▶ _Records from a data collection_
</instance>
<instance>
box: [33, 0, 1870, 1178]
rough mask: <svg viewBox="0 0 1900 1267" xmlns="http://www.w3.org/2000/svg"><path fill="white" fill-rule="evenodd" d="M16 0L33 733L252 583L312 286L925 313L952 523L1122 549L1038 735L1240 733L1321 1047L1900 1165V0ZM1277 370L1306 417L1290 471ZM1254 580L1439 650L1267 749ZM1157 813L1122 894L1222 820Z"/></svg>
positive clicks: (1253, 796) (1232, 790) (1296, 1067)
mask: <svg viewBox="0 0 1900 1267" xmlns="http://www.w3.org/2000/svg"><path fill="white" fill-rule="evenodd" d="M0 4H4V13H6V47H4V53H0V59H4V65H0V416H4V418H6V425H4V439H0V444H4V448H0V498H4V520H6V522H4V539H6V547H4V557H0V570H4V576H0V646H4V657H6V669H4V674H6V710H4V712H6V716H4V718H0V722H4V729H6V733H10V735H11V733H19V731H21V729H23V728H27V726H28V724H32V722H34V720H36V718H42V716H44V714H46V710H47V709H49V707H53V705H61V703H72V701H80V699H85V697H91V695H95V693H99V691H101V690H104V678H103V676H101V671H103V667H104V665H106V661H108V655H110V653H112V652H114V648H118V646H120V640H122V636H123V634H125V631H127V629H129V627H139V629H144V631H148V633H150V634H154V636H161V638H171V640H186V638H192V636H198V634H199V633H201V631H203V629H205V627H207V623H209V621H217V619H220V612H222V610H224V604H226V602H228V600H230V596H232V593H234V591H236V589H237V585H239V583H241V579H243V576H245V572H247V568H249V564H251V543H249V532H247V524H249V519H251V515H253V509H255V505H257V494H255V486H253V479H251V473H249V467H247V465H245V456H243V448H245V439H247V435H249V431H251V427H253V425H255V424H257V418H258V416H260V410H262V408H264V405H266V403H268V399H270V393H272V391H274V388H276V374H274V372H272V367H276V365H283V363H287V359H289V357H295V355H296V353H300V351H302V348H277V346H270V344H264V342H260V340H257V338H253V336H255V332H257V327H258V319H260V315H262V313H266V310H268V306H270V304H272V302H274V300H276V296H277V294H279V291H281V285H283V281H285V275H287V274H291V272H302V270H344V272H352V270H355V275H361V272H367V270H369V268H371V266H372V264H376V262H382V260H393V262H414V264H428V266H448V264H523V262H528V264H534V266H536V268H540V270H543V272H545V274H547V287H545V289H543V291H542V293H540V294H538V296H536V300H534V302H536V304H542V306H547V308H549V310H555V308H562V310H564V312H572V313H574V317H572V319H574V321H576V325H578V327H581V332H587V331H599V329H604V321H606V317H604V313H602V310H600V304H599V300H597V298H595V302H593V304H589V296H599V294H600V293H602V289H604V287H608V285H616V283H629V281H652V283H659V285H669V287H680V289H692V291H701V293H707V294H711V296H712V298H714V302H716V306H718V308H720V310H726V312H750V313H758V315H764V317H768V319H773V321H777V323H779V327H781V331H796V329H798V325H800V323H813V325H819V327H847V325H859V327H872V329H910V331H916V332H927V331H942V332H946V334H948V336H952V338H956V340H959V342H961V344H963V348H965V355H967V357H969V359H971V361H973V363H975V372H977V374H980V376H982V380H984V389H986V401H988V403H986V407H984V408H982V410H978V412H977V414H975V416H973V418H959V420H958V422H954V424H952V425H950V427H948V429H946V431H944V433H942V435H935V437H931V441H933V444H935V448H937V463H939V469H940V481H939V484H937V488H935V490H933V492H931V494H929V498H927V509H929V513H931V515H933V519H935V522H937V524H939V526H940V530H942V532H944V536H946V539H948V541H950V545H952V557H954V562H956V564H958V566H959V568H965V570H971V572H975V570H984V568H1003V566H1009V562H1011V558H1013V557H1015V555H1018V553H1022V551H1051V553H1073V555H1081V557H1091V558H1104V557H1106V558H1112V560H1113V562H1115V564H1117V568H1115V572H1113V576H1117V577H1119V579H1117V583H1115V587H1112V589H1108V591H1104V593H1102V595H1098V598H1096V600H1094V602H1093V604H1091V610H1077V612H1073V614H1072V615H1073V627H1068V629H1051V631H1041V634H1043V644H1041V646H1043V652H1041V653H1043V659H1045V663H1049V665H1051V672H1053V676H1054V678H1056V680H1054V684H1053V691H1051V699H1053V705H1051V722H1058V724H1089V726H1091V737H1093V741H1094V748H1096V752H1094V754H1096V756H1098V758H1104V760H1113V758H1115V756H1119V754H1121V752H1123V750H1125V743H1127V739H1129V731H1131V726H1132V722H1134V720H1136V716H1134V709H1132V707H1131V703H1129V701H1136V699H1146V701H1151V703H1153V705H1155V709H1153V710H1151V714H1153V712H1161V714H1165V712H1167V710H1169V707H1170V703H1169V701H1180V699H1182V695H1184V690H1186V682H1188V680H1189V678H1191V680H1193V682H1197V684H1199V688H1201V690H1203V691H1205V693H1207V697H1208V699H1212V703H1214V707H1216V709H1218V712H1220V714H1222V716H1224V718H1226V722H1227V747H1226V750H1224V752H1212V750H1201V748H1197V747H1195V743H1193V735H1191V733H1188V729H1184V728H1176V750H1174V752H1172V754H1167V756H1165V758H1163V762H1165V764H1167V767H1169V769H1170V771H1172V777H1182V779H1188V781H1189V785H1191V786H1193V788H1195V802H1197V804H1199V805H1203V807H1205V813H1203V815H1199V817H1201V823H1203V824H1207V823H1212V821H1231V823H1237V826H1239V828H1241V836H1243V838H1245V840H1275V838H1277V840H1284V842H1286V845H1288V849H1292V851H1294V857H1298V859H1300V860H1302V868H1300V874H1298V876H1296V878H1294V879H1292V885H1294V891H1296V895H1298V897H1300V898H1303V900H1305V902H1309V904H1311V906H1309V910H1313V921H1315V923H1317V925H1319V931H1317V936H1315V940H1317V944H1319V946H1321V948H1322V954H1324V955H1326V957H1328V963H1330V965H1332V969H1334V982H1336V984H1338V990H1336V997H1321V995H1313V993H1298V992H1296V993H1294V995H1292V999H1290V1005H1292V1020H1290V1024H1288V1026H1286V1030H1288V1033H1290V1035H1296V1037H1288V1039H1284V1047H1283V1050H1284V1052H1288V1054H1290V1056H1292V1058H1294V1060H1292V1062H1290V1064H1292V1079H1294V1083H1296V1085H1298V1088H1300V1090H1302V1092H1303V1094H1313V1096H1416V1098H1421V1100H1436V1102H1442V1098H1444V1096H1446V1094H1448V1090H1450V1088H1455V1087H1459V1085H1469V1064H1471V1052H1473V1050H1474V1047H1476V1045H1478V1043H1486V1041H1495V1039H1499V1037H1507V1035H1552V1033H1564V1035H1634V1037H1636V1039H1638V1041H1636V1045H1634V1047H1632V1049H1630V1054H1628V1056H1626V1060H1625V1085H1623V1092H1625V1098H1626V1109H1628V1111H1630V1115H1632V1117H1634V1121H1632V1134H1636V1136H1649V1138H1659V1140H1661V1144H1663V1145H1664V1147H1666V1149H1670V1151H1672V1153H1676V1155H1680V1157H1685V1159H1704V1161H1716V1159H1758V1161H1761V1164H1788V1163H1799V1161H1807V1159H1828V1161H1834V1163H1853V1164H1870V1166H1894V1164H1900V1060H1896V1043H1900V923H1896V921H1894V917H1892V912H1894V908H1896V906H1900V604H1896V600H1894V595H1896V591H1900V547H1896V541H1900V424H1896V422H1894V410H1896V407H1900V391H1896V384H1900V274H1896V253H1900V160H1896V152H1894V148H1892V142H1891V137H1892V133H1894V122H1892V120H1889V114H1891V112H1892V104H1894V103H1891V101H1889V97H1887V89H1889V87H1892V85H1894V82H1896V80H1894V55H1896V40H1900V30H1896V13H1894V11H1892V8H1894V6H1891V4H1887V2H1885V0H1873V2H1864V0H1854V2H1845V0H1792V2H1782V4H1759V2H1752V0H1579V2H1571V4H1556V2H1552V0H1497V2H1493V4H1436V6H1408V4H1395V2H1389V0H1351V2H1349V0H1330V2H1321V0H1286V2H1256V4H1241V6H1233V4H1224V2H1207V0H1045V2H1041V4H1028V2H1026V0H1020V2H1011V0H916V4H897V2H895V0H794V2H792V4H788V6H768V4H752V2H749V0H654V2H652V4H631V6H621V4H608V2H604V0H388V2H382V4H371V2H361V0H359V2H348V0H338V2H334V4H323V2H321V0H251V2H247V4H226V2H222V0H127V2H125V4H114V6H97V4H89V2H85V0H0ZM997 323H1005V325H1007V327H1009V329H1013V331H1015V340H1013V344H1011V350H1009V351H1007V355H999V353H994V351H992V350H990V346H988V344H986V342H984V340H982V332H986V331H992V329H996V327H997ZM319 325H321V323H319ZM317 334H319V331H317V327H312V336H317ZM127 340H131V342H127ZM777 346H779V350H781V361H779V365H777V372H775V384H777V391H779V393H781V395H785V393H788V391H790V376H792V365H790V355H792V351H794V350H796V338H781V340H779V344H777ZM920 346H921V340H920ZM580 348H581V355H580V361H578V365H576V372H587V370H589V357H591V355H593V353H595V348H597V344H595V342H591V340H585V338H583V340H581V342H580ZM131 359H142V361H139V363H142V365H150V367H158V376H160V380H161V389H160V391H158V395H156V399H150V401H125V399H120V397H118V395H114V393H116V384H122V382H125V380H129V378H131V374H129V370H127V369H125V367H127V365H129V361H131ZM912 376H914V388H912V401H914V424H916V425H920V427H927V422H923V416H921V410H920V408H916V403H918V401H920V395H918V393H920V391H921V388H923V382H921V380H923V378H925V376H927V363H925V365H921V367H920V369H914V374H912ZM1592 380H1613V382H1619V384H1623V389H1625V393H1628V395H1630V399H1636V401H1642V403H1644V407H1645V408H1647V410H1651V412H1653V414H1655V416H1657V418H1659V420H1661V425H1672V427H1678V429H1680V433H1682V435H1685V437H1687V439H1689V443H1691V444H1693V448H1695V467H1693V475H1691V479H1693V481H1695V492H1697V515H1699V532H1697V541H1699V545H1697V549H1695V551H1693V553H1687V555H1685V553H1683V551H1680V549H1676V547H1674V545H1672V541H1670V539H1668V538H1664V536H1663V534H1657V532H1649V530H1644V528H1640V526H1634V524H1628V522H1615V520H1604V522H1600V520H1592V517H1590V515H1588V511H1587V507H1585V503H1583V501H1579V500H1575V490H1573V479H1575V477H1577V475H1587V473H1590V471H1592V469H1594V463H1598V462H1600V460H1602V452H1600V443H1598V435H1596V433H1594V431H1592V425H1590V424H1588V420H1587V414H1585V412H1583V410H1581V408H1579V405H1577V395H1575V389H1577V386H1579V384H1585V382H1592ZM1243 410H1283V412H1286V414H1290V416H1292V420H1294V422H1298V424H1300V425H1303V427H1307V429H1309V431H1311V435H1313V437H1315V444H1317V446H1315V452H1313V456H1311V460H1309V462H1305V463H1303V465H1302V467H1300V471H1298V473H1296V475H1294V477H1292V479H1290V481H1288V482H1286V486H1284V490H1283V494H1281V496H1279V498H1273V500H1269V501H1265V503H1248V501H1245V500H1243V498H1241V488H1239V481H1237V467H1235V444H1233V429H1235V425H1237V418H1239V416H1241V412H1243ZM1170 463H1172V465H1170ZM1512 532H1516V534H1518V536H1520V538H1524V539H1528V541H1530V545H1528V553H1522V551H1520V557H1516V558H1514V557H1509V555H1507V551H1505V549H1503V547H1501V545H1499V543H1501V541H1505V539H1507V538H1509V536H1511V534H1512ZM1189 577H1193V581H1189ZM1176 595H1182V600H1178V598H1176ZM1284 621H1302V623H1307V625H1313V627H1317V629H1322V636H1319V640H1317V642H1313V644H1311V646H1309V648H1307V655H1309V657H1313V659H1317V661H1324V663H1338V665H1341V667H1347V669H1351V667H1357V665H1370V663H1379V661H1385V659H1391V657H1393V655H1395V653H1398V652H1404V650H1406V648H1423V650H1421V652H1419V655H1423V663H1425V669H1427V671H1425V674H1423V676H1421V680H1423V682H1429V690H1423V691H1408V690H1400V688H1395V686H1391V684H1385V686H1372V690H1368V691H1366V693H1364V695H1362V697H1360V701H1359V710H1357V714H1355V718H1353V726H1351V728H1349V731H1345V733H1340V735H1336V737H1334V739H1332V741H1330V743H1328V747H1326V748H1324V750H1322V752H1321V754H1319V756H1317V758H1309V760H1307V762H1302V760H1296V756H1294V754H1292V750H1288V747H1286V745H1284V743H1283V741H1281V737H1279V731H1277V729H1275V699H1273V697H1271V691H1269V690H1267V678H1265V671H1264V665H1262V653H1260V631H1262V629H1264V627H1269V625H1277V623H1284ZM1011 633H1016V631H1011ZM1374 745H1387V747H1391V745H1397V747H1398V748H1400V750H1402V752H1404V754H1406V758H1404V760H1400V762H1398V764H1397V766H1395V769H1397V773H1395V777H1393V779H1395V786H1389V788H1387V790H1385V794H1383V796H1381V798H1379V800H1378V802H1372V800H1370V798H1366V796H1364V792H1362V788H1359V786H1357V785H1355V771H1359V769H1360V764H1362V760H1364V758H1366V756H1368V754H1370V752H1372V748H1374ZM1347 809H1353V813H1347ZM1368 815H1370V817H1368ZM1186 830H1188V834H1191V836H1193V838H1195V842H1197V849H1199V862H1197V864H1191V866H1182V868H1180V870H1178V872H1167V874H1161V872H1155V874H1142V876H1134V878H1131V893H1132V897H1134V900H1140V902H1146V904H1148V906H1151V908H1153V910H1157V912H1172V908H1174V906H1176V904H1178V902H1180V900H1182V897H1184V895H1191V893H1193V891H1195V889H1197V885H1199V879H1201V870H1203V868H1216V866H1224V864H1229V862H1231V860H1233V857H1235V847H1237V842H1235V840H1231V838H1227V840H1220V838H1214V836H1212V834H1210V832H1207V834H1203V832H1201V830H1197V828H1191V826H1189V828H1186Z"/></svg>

▶ _DESCRIPTION OF THE TASK_
Please lay out the data as a numbered list, starting with its first line and ending after the line that contains "positive clicks: (1253, 796)". Omit any blank lines.

▶ _RESPONSE FOR THIS EXERCISE_
1. </instance>
2. <instance>
3. box: [33, 0, 1870, 1178]
4. rough mask: <svg viewBox="0 0 1900 1267" xmlns="http://www.w3.org/2000/svg"><path fill="white" fill-rule="evenodd" d="M16 0L33 733L252 583L312 286L925 313L952 523L1122 549L1038 735L1240 733L1321 1047L1900 1165V0ZM1277 370L1306 417L1290 471ZM1254 580L1439 650L1267 749ZM1157 813L1122 894L1222 820Z"/></svg>
5. positive clicks: (1253, 796) (1232, 790) (1296, 1067)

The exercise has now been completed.